## Instructions to follow
Echo the following lines back without changing anything.

## Point placement records
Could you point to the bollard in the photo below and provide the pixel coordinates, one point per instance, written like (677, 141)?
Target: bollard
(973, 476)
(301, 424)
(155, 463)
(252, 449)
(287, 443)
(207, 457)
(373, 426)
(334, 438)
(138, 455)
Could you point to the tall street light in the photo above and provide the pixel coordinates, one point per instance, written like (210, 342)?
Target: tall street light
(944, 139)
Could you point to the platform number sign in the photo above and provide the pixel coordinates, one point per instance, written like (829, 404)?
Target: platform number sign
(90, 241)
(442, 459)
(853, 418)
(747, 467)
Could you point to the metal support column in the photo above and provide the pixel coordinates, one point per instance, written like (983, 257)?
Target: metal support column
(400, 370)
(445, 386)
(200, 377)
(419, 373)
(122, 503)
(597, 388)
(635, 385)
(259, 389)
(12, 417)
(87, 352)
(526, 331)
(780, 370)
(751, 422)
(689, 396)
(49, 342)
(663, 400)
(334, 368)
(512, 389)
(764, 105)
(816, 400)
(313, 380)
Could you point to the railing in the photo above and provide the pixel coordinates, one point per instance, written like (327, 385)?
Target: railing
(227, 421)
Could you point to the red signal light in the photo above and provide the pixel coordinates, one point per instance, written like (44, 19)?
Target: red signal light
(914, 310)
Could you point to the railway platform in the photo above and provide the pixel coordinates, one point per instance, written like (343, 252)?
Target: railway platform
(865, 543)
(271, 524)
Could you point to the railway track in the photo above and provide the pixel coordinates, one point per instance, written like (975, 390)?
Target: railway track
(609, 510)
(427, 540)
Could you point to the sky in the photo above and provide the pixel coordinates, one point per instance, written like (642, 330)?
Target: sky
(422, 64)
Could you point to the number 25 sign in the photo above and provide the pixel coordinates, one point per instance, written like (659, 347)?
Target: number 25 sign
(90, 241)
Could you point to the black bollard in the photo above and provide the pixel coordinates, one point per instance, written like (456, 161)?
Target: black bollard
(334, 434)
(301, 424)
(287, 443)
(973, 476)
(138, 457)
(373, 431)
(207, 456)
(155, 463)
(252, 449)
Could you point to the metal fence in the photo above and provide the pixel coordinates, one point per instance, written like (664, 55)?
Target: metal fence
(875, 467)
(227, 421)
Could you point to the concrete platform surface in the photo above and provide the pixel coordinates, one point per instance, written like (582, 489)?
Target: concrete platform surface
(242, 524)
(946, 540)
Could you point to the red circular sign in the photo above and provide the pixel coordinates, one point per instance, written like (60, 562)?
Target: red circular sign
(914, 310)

## Answer for the task
Could you point to the bollard in the photo below and provide the pixel coordinates, one point per instance, written like (677, 141)?
Target: bollard
(973, 476)
(301, 424)
(155, 463)
(252, 449)
(287, 443)
(207, 457)
(373, 426)
(334, 438)
(138, 455)
Could you point to the tall street light in the photo above and provide the pixel coordinates, one point per instance, written like (210, 342)?
Target: tall street light
(944, 139)
Could you point to the platform number sign in the photo above and provide the pixel coordinates, one point per instance, written like (829, 404)?
Target: platform number sign
(90, 241)
(442, 459)
(853, 418)
(747, 467)
Could you point to the metal support column in the photo above and provide the pixel coordinates, one point per instance, written like (983, 257)?
Target: metal support column
(400, 370)
(445, 386)
(200, 377)
(419, 373)
(122, 503)
(597, 388)
(635, 385)
(259, 389)
(12, 417)
(87, 352)
(526, 331)
(780, 370)
(751, 422)
(689, 396)
(49, 342)
(663, 400)
(334, 368)
(512, 389)
(764, 105)
(816, 400)
(313, 380)
Could you point to the railing in the photo above and provide the pixel coordinates, one point per instance, written like (327, 385)?
Target: railing
(227, 421)
Could you point to the red signal light in the photo above and provide the pixel coordinates, one point per instance, written like (44, 19)?
Target: red signal light
(914, 310)
Could you point to the railway platform in the photo above and provide the pixel coordinates, one point per instance, written like (343, 252)?
Target: railway platform
(865, 543)
(271, 524)
Could you point to the railway track in the photo above and provide the pixel coordinates, one point per instance, written like (975, 390)?
Target: railway track
(609, 510)
(427, 540)
Could you point to the sky in the photo above and provide the pixel coordinates, one point per instance, written like (642, 330)?
Target: sky
(422, 64)
Could you point to the number 25 sign in the photo above and provide the pixel coordinates, one point per instance, written like (659, 347)?
Target: number 25 sign
(90, 241)
Could you point to the black bollard in the photo above and provide the pixel coordinates, one point per instance, written like (456, 161)?
Target: black bollard
(334, 434)
(301, 424)
(287, 443)
(973, 476)
(138, 457)
(373, 431)
(207, 456)
(155, 463)
(252, 449)
Could you point to the metal fence in the photo above and provide the pixel coordinates, one point per instance, written like (664, 55)?
Target: metal fence
(875, 467)
(227, 421)
Could you point to the concrete platform surface in the photo above and provide the pixel coordinates, one point per instance, written like (582, 489)?
Target: concrete platform surface
(242, 524)
(946, 540)
Could you point to the red circular sign in the photo above and provide the pixel coordinates, one point per instance, written like (60, 562)?
Target: red circular sign
(914, 310)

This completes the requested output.